Interview with RDK HiFi
1: can you tell us how you become involved with sound system…when was the first time you saw a sound system, info and memories…
“Jah life” Sound System was one of the first that kind of inspire me, they were my neighbours, so they used to do the sound check at the back of the apartments – you can see the videos on youtube – they used to have blues parties in the flats but essentially when I heard the music it was a “studio one” thing and that really turn me onto the reggae…..I was 18-19 at the time and I liked the reggae as well, all the reggae and it just clicked, it clicked with me when I heard “Studio One” tunes because I was into old music, I was into rhythm& blues when I was very younger, I was a rocker with leather jacket like rockers, we used to listen to rhythm& blues and rock&roll and stuff like that …..you got to remember reggae comes from rhythm& blues and soul and jazz so really the first “Studio One” tunes really done it for me and when it comes to dub, those tunes to me as well were the tunes that turn me into dub, the real rock version on the original press, the first press, quite rare to find now…and that is late 60’s early 70’s, it was at that time Scientist was going on and all that we were listening to it , essentially “Studio One”and early King Tubby and all that stuff.
▬▬▬▬▬▬
*DIRECTIVE A:*
Convert the records, from their start through the line containing "[[65, 253]]", into a numbered list with blank lines omitted. Leave the pictures out of the list.
The interview and the records are independent materials with no connection between them.
▬▬▬▬▬▬
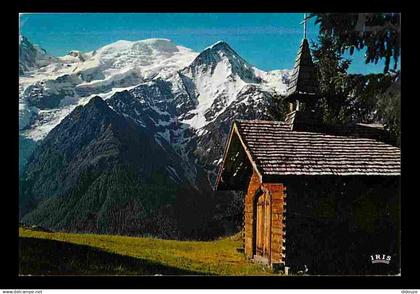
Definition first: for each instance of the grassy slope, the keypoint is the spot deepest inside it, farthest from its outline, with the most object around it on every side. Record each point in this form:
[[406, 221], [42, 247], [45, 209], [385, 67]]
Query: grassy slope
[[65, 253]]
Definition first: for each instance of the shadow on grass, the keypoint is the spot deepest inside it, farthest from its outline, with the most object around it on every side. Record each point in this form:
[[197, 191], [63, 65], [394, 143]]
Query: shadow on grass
▬▬▬▬▬▬
*DIRECTIVE B:*
Carry on the interview with RDK HiFi from the point where it stops.

*EXERCISE RESULT A:*
1. Definition first: for each instance of the grassy slope, the keypoint is the spot deepest inside it, farthest from its outline, with the most object around it on every side. Record each point in this form:
2. [[406, 221], [42, 247], [45, 209], [385, 67]]
3. Query: grassy slope
4. [[65, 253]]

*EXERCISE RESULT B:*
Also I liked the idea of a different use of the space in arena, at that time there was only rock&roll concerts with bands with a small PA system, with no bass and rock band was kind of big speakers, but it was all live music and it be ended up all facing at you….so it is a type of arena which I like about a sound system because it wasn’t set in a rock&roll set-up with just speakers facing one way down the hall, it was speakers all the way around the hall and speakers even in another room, you could have speakers everywhere and it was taking the music to the people directly on the street, I mean that is a front line, sound system is a front line of music, because it’s not a radio, not a telly, not video, it’s on the street amongst people, so it’s open to everybody, so with sound system you can get in trouble and stuff like that because it challenges the system straight direct on the line, a bass is roaring like a lion and that’s what it suppose to be, with reggae music the melody is in the bass, although there is other melody but essentially that’s what you following, it’s like a heart, its a heart of this, drum& bass is a heart with reggae and that’s why you have some great reggae combinations like drum&bass players.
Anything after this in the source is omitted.